Exercise brief.
Convert every line of the items below into a numbered list, omitting any blank lines.

↓

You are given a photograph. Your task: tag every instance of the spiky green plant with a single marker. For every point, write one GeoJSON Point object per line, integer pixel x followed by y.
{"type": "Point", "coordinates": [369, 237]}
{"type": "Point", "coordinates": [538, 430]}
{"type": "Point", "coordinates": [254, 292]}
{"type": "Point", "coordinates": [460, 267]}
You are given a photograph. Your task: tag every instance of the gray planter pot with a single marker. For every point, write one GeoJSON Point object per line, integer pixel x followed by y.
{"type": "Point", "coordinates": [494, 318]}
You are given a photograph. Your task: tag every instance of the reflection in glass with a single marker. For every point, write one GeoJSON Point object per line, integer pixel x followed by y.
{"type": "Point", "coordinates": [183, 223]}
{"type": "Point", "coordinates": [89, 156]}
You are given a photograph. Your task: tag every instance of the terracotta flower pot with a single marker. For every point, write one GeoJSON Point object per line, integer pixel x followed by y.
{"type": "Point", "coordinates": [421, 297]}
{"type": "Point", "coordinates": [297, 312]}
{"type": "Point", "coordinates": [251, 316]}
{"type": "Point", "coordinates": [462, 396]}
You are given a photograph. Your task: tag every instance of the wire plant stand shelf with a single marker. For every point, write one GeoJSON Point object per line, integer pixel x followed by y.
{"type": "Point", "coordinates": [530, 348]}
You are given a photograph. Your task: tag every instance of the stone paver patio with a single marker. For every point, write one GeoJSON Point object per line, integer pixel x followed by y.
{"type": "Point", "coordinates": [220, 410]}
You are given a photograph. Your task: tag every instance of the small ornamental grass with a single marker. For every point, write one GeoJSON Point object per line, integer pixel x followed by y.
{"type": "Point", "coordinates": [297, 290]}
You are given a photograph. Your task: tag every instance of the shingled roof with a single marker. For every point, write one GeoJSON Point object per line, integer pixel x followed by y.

↑

Written reply.
1. You are given a photograph. Your task: tag every instance of the spiky green plant with a single marker. For every point, write one GeoJSON Point object per line, integer pixel x followed by y.
2. {"type": "Point", "coordinates": [369, 237]}
3. {"type": "Point", "coordinates": [538, 430]}
4. {"type": "Point", "coordinates": [254, 292]}
5. {"type": "Point", "coordinates": [460, 267]}
6. You are given a photograph. Your task: tag every instance of the gray planter pot with a single marker. For every point, write one GeoJSON Point object per line, integer pixel x followed by y.
7. {"type": "Point", "coordinates": [494, 318]}
8. You are given a photograph. Your task: tag every instance of the reflection in glass with a single marker. For every point, write one GeoJSON Point object per line, integer pixel x followed by y.
9. {"type": "Point", "coordinates": [183, 223]}
10. {"type": "Point", "coordinates": [89, 156]}
11. You are given a photograph. Your task: tag every instance of the terracotta flower pot with a single marker. For every point, write one GeoJSON Point object per line, integer pixel x followed by y.
12. {"type": "Point", "coordinates": [421, 297]}
13. {"type": "Point", "coordinates": [297, 312]}
14. {"type": "Point", "coordinates": [251, 316]}
15. {"type": "Point", "coordinates": [462, 396]}
16. You are given a photograph. Your task: tag every instance of the wire plant stand shelf with a single marker. For every point, write one GeoJSON Point object per line, integer pixel x followed by y.
17. {"type": "Point", "coordinates": [530, 348]}
18. You are given a photograph. Your task: tag every instance of the stone paver patio with a single marker. For every point, write one GeoJSON Point object per line, integer pixel x followed by y.
19. {"type": "Point", "coordinates": [220, 410]}
20. You are given a photograph. Your task: tag every instance of the small ornamental grass with a single marker. For every point, write one GeoJSON Point object per line, integer pixel x followed by y.
21. {"type": "Point", "coordinates": [297, 290]}
22. You are given a photograph. Your task: tag every instance of the shingled roof with a single marker. For every point, write one GeoJSON Point object per line, integer pixel x followed by y.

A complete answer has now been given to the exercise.